START Material for this task

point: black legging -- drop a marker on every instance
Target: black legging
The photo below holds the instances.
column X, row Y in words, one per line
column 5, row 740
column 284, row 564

END Material for this task

### [Work instructions]
Among the lines of the data, identify those with the word "black". Copy each of them.

### [Response below]
point: black legging -- drop a marker on every instance
Target: black legging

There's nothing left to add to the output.